ÉNONCÉ PROPOSÉ: Présentez chaque ligne de toutes les entrées ci-dessous dans un tableau Markdown à deux colonnes, « N° » pour le numéro de ligne et « Texte » pour la ligne, sans les lignes vides. N'incluez pas les images dans votre réponse.

━━━━━━━━━━━━━━━━━━━━

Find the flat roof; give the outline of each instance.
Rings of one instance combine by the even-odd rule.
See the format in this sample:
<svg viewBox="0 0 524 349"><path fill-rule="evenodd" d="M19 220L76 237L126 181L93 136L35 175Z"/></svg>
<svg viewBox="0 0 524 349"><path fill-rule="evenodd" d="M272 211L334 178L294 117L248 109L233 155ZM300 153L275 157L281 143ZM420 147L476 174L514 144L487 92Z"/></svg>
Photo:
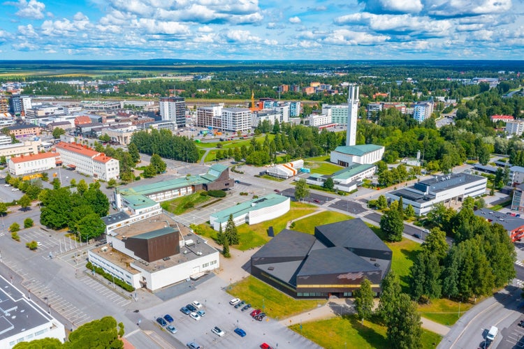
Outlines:
<svg viewBox="0 0 524 349"><path fill-rule="evenodd" d="M384 148L383 146L377 144L340 145L337 147L335 151L362 156L367 153L371 153L382 148Z"/></svg>
<svg viewBox="0 0 524 349"><path fill-rule="evenodd" d="M53 318L0 276L0 340L49 323Z"/></svg>
<svg viewBox="0 0 524 349"><path fill-rule="evenodd" d="M280 204L284 201L289 200L289 198L278 194L269 194L258 199L253 199L240 205L228 207L226 209L214 213L210 216L214 217L219 223L224 223L229 218L229 215L233 214L233 218L242 214L245 214L249 211L259 209L263 207L270 207Z"/></svg>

━━━━━━━━━━━━━━━━━━━━

CORRIGÉ DE L'EXERCICE:
| N° | Texte |
|---|---|
| 1 | Find the flat roof; give the outline of each instance. |
| 2 | Rings of one instance combine by the even-odd rule. |
| 3 | See the format in this sample: |
| 4 | <svg viewBox="0 0 524 349"><path fill-rule="evenodd" d="M19 220L76 237L126 181L93 136L35 175Z"/></svg> |
| 5 | <svg viewBox="0 0 524 349"><path fill-rule="evenodd" d="M272 211L334 178L294 117L248 109L233 155ZM300 153L275 157L281 143ZM420 147L476 174L514 144L487 92Z"/></svg> |
| 6 | Photo: |
| 7 | Outlines: |
| 8 | <svg viewBox="0 0 524 349"><path fill-rule="evenodd" d="M384 148L383 146L377 144L340 145L337 147L335 151L362 156L367 153L371 153L382 148Z"/></svg> |
| 9 | <svg viewBox="0 0 524 349"><path fill-rule="evenodd" d="M53 318L0 276L0 340L49 323Z"/></svg> |
| 10 | <svg viewBox="0 0 524 349"><path fill-rule="evenodd" d="M280 204L284 201L289 200L289 198L278 194L269 194L258 199L253 199L240 205L228 207L226 209L214 213L210 216L214 217L219 223L224 223L229 218L229 215L233 214L233 218L242 214L245 214L249 211L259 209L263 207L270 207Z"/></svg> |